Page text
If you won't look at the code my responses to you will be meaningless. It
**explains** why it sends SIGKILL. I will quote the code here so that
hopefully this will be clear to you as it addresses all your questions
except 1 (which component is being killed - the answer is - any - it
doesn't matter they will all be killed the same way but in this particular
case it was msgq).
{{{
# Send TERM and KILL signals to modules if we're not prevented
# from doing so
if not self.nokill:
# next try sending a SIGTERM
self.__kill_children(False)
# finally, send SIGKILL (unmaskable termination) until
everybody
# dies
while self.components:
# XXX: some delay probably useful... how much is uncertain
time.sleep(0.1)
self.reap_children()
self.__kill_children(True)
logger.info(BIND10_SHUTDOWN_COMPLETE)

Task requirements
Output, unchanged, the passage of the shutdown comment that opens with the words containing "# finally, send" and closes with "self.__kill_children(True)". The lines that come next have no connection to the page text.

Items
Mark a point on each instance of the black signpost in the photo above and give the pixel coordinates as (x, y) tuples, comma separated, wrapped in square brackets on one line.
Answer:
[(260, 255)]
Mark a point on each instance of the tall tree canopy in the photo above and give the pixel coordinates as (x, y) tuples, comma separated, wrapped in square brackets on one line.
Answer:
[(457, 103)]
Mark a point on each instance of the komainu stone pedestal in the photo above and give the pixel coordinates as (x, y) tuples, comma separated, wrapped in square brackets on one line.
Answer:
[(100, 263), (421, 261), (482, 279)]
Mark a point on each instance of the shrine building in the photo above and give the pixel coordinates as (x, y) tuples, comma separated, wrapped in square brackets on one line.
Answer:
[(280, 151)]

---

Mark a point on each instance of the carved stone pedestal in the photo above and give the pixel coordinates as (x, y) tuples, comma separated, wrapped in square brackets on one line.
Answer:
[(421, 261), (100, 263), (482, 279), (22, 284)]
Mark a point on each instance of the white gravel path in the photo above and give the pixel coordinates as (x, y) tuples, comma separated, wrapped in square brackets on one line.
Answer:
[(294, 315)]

* * *

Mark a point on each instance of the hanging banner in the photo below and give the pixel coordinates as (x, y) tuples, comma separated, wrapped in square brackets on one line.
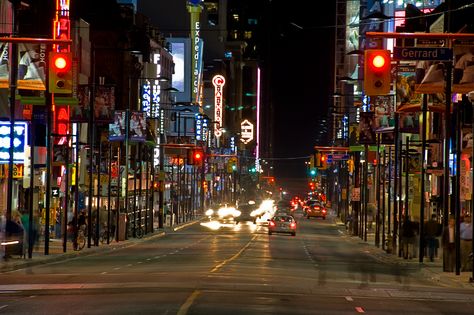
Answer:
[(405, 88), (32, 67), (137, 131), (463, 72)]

Exercise result
# finally, send SIGKILL (unmaskable termination) until
everybody
# dies
while self.components:
# XXX: some delay probably useful... how much is uncertain
time.sleep(0.1)
self.reap_children()
self.__kill_children(True)